Your objective |
Continue the regulation on the external audit of non-bank financial institutions below from the point where it stops.

Given text |
* * *

1 of 9 Pursuant to Article 35, paragraph 1, subparagraph 1.1 of the Law No. 03/L-209 on Central Bank of the Republic of Kosovo (Official Gazette of the Republic of Kosovo, No. 77 / 16 August 2010), as well as Article 103, paragraph 1, and Article 114 of the Law No. 04/L-093 on Banks, Microfinance Institutions and Non-Bank Financial Institutions (Official Gazette of the Republic of Kosovo, No. 11 / 11 May 2012), the Board of the Central Bank, in its meeting held on 27 December 2018, approved the following: REGULATION ON THE EXTERNAL AUDIT OF NON-BANK FINANCIAL INSTITUTIONS Article 1 Purpose and scope

  1. The purpose of this Regulation is to establish the regulatory framework related to external auditors of non-bank financial institutions (hereinafter NBFIs) and to define the quality of services provided by external auditors in relation to the specific risks of NBFIs and of the financial sector in general. This Regulation defines the requirements for the approval of external auditors, the conduct of external audit of NBFIs and the relations between external auditors, NBFIs and the CBK.
  2. This Regulation applies to all NBFIs registered with the CBK to operate in the Republic of Kosovo, with the exception of NBFIs registered with a single activity of currency exchange, for which the provisions of this Regulation apply only upon a special request by the CBK for auditing the financial statements or if the audit of the financial statements is required by the applicable law on financial reporting. Article 2 Definitions
  3. All terms in this Regulation shall have the same meaning as the terms defined in Article 3 of the Law No. 04/L-093 on Banks, Microfinance Institutions and Non-Bank Financial Institutions (hereinafter: the Law on Banks, MFIs and NBFIs) and/or as defined below for the purpose of this Regulation: 1.1. Audit firm means a legal entity or any other entity, regardless of its legal form, which is licensed, in accordance with the Law on Accounting, Financial Reporting and Auditing, to perform statutory audit.

2 of 9 1.2. Financial statement means statement of financial position, income statement, cash flow statement, statement of changes in equity, supplementary notes and explanatory material of financial statements. Article 3 General conditions

  1. The external auditor of a NBFI registered with the CBK to operate in Kosovo shall be licensed by the Kosovo Council for Financial Reporting (KCFR) and approved by the CBK.
  2. Based on a written application, the CBK shall grant approval to an external auditor of a NBFI only if the following conditions are met: 2.1. The external auditor is licensed in Kosovo in accordance with the Law on Accounting, Financial Reporting and Auditing. 2.2. The external auditor has at least 3 (three) years of experience in the field of audit of financial statements of NBFIs or of other financial institutions, or its participating staff which carries out the audit has such an experience. Article 4 Specific conditions and requirements
  3. Approval granted to the external auditor shall be limited to one specific NBFI and shall be valid for one financial year.
  4. Applications for approval shall be submitted to the CBK before 30 June of each year.

* * *

Records supplied |
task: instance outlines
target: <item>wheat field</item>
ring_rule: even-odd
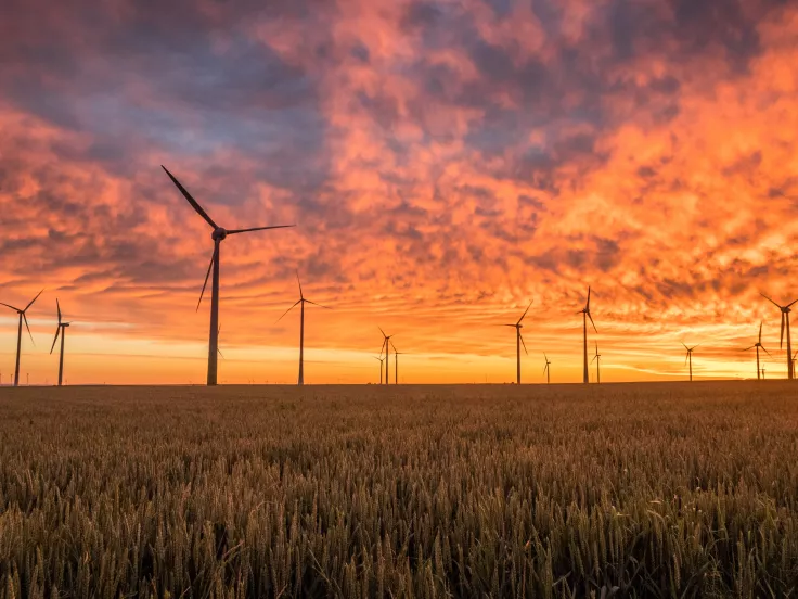
[[[796,388],[2,388],[0,599],[785,597]]]

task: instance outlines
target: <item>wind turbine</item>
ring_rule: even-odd
[[[593,359],[590,360],[590,364],[595,362],[595,382],[601,383],[602,382],[602,355],[598,353],[598,343],[595,343],[595,356],[593,356]]]
[[[390,360],[388,359],[390,357],[390,352],[388,343],[390,343],[390,337],[392,337],[394,335],[386,335],[385,331],[383,331],[379,327],[377,327],[377,329],[379,329],[379,332],[383,333],[384,337],[383,347],[385,348],[385,384],[387,385],[390,383],[390,378],[388,377],[388,374],[390,373]],[[383,351],[381,349],[379,354],[382,355],[382,353]]]
[[[59,334],[61,334],[61,356],[59,357],[59,386],[61,386],[61,381],[64,378],[64,339],[66,339],[66,328],[72,322],[63,322],[61,320],[61,305],[59,304],[57,297],[55,298],[55,309],[59,311],[59,326],[55,329],[55,337],[53,339],[52,347],[50,347],[50,354],[55,349],[55,342],[59,341]]]
[[[397,352],[396,345],[394,345],[394,342],[390,342],[390,345],[394,346],[394,384],[399,384],[399,356],[402,356],[407,354],[407,352]]]
[[[14,386],[20,386],[20,352],[22,351],[22,321],[25,321],[25,328],[28,330],[28,334],[30,335],[30,342],[36,345],[36,342],[34,341],[34,335],[30,333],[30,327],[28,327],[28,317],[26,316],[26,313],[28,311],[28,308],[34,305],[34,302],[36,302],[39,298],[39,295],[42,294],[44,290],[42,289],[39,293],[36,294],[36,297],[34,297],[30,303],[25,306],[25,309],[15,308],[14,306],[11,306],[9,304],[3,304],[0,302],[0,305],[5,306],[7,308],[11,308],[12,310],[16,310],[16,314],[20,315],[20,326],[16,329],[16,366],[14,367]]]
[[[764,345],[762,345],[762,323],[761,322],[759,323],[759,339],[757,343],[755,343],[750,347],[746,347],[745,349],[743,349],[743,352],[748,352],[749,349],[754,349],[755,347],[757,349],[757,380],[759,380],[760,371],[761,371],[761,369],[759,368],[759,348],[761,347],[762,351],[770,356],[770,352],[768,352],[764,348]],[[793,359],[793,362],[795,362],[795,358]],[[793,367],[795,368],[795,364],[793,364]]]
[[[379,384],[381,385],[383,384],[383,360],[385,360],[385,358],[382,356],[383,356],[383,349],[379,348],[379,357],[377,358],[376,356],[374,356],[374,359],[379,360]]]
[[[582,374],[582,382],[589,383],[590,382],[590,374],[588,372],[588,319],[590,318],[590,323],[593,324],[593,330],[598,334],[598,329],[595,328],[595,322],[593,322],[593,317],[590,316],[590,286],[588,286],[588,303],[584,304],[584,307],[579,310],[579,313],[582,315],[582,333],[584,335],[584,370]]]
[[[684,345],[684,342],[682,342],[682,345]],[[684,348],[687,351],[687,355],[684,357],[684,364],[686,365],[687,361],[690,361],[690,382],[693,382],[693,349],[698,347],[697,345],[694,345],[693,347],[687,347],[684,345]]]
[[[793,306],[793,304],[798,302],[798,300],[796,300],[795,302],[790,304],[787,304],[786,306],[780,306],[778,304],[773,302],[773,300],[768,297],[764,293],[760,293],[759,295],[761,295],[768,302],[773,304],[776,308],[782,310],[782,335],[778,340],[778,348],[781,349],[784,343],[784,326],[786,323],[787,326],[787,379],[790,379],[790,380],[795,379],[795,369],[793,368],[793,341],[790,340],[790,336],[789,336],[789,313],[793,311],[790,307]]]
[[[520,315],[520,318],[518,319],[518,322],[515,324],[502,324],[502,327],[513,327],[515,329],[515,378],[517,384],[520,384],[520,346],[524,345],[524,352],[529,355],[529,352],[527,352],[527,344],[524,343],[524,337],[520,334],[520,330],[524,328],[524,324],[520,323],[522,320],[524,320],[524,317],[529,311],[529,308],[532,307],[532,302],[529,302],[529,305],[527,306],[527,309],[524,310],[524,314]]]
[[[305,384],[305,304],[313,304],[314,306],[319,306],[320,308],[325,308],[327,310],[332,309],[327,306],[322,306],[321,304],[317,304],[316,302],[311,302],[310,300],[306,300],[305,295],[303,295],[303,283],[299,281],[299,271],[296,273],[296,282],[299,284],[299,300],[296,301],[296,304],[291,306],[285,313],[283,313],[283,316],[288,314],[291,310],[293,310],[297,304],[299,305],[299,379],[297,384],[304,385]],[[278,322],[280,322],[283,319],[283,316],[278,318]],[[276,324],[276,322],[275,322]]]
[[[205,294],[205,288],[208,285],[208,278],[210,277],[210,271],[214,271],[214,279],[210,284],[210,334],[209,334],[209,341],[208,341],[208,385],[216,385],[217,382],[217,356],[219,353],[219,248],[221,245],[221,242],[227,239],[228,235],[235,235],[239,233],[248,233],[252,231],[266,231],[268,229],[284,229],[286,227],[295,227],[295,225],[275,225],[271,227],[253,227],[249,229],[224,229],[222,227],[219,227],[214,219],[211,219],[208,214],[203,209],[203,207],[192,197],[191,193],[186,191],[186,189],[180,184],[180,181],[178,181],[175,176],[167,170],[167,168],[164,165],[160,165],[160,168],[164,169],[164,171],[169,176],[172,183],[177,186],[177,188],[180,190],[180,193],[183,194],[183,197],[191,204],[191,207],[196,211],[196,213],[203,217],[203,219],[210,225],[210,227],[214,229],[214,232],[210,233],[210,239],[214,240],[214,254],[210,256],[210,264],[208,265],[208,272],[205,275],[205,283],[203,283],[203,290],[200,293],[200,302],[197,302],[196,309],[200,309],[200,304],[203,301],[203,295]]]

* * *

Output of the task |
  5. The NBFI, together with the application for approval, shall provide the CBK with: 3.1. The proposal of its Audit Committee and its Board of Directors for appointment of the external auditor; 3.2. An audit program for the audit of the NBFI; 3.3. A description of the use of resources in the audit mission; 3.4. External auditor’s letter of commitment or the contract of supplied service; 3.5. A relevant document that proves sufficient experience of external auditor or its staff which carries out the auditing in the field of audit of NBFIs or other financial institutions; 3.6. A certificate issued by the Kosovo Council for Financial Reporting (KCFR) regarding the results of the latest quality control for the external auditor (this certificate shall not be required by the CBK until the KCFR begins to issue such a certificate); and 3.7. A written declaration of the external auditor for meeting the criteria set forth in Article 7 of this Regulation.
  6. The audit program and the use of resources in the audit mission shall be appropriate in relation to the character and size of the NBFI.
  7. Continuous employment of the same external auditor shall be limited to three years or three consecutive audits.

3 of 9 Article 5 Good repute The CBK shall grant approval as an external auditor of a NBFI to external auditors of good repute who are not engaging in any activity which is incompatible with the external audit function. Article 6 Re-auditing CBK shall reserve the the right to request a re-audit carried out by another external auditor, at the expense of the NBFI, in cases when the existing external auditor of the NBFI has carried out an audit or has submitted a report which is inconsistent with the requirements of the Law on Banks, MFIs and NBFIs, the CBK regulations, the International Standards on Auditing (hereinafter: the ISA) and do not reflect the true and accurate financial position of the NBFI. Article 7 Professional ethics External auditors shall be subject to principles of professional ethics defined by the International Federation of Accountants’ “Code of Ethics for Professional Accountants”. Article 8 Independence and objectivity

  1. When carrying out an audit, external auditors shall be independent from the audited entity and shall not in any way be involved in the decisions of the management of the audited NBFI. External auditors shall not carry out an audit if there is any direct or indirect financial, business, employment or other relationship, including the provision for additional non-audit services, between the external auditors and the audited NBFI from which an objective, reasonable and informed third party would conclude that the independence of the external auditors is compromised.
  2. Approved external auditors shall also comply with the provisions of the Commission Recommendation of 16 May 2002 - Statutory Auditors’ Independence in the EU: A Set of Fundamental Principles. Moreover, the CBK will ensure compliance with Chapter IV of Directive 2006/43/EC on statutory audits of annual accounts and consolidated accounts.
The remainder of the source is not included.